WHAT THIS TASK INVOLVES
Begin with the line that contains "the wooden ceiling" and transcribe each line after it, up to and including the last line of the listing below.

SOURCE DATA
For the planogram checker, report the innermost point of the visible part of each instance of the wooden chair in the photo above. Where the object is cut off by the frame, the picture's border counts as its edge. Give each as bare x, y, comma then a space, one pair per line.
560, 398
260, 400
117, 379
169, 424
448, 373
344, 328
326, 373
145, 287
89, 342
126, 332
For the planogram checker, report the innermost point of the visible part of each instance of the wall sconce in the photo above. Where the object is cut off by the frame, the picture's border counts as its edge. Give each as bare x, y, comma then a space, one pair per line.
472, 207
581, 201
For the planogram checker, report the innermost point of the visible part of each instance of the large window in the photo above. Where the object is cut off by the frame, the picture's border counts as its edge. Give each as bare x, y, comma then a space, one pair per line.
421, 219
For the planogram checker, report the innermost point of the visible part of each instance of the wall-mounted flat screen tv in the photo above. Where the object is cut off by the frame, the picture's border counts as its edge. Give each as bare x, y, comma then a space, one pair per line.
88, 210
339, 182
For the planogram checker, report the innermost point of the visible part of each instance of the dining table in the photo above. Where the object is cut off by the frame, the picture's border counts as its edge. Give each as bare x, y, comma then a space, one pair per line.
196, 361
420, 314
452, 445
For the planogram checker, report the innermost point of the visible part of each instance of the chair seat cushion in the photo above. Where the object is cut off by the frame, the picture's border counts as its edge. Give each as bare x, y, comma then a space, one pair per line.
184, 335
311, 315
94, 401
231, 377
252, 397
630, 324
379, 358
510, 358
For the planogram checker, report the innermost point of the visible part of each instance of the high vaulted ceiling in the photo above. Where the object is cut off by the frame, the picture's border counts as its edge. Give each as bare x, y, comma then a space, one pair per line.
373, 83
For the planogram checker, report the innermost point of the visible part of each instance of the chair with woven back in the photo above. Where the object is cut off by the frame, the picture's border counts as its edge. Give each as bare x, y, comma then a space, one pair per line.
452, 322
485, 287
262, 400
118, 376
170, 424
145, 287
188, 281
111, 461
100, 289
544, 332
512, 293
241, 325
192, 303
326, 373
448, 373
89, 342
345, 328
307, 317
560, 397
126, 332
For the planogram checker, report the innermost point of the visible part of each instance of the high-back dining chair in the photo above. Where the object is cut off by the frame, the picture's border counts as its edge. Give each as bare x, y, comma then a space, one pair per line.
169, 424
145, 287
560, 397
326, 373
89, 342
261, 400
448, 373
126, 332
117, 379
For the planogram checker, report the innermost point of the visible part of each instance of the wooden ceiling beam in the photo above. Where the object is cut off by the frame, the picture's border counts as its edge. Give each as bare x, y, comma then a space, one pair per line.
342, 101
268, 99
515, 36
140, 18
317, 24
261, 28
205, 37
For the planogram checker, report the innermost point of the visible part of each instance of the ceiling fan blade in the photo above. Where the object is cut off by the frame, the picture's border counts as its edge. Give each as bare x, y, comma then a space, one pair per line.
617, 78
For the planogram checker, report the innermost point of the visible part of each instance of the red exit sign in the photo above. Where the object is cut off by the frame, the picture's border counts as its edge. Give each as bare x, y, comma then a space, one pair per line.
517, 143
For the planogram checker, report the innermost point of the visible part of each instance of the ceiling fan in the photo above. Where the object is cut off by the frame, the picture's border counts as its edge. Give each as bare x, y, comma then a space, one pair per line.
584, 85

EXERCISE SOLUTION
For the planogram checker, report the innermost point of the visible part of each instance of the wooden ceiling beam in the photo above. Where the object is cut off by the frame, the picture's border counts as its edge. Give each as bare x, y, comma then a space, one pair per line.
342, 101
268, 99
515, 36
140, 18
317, 24
261, 28
205, 37
For the planogram checker, report the innermost point of the visible part of each instance of the ceiling fan blade in the photo above. Where the object is cut off by the frame, the picture's border counts as its edge. Give each as bare x, y, comma then a space, one pair per line.
617, 78
For the planogram checker, report the innermost point of the visible part of each instance of the red exit sign in the photo above. Where the object is cut off by the frame, the picture's border counts as its edge. Give each as bare x, y, comma then a space, one pair per line.
517, 143
For the planogram checker, report the innermost point of the visible part of each instance of the ceiling fan in the photo above. Where the object is cut off by the frame, the picture's border counts as its edge. Give each as bare x, y, comma then a space, one pair per line.
584, 85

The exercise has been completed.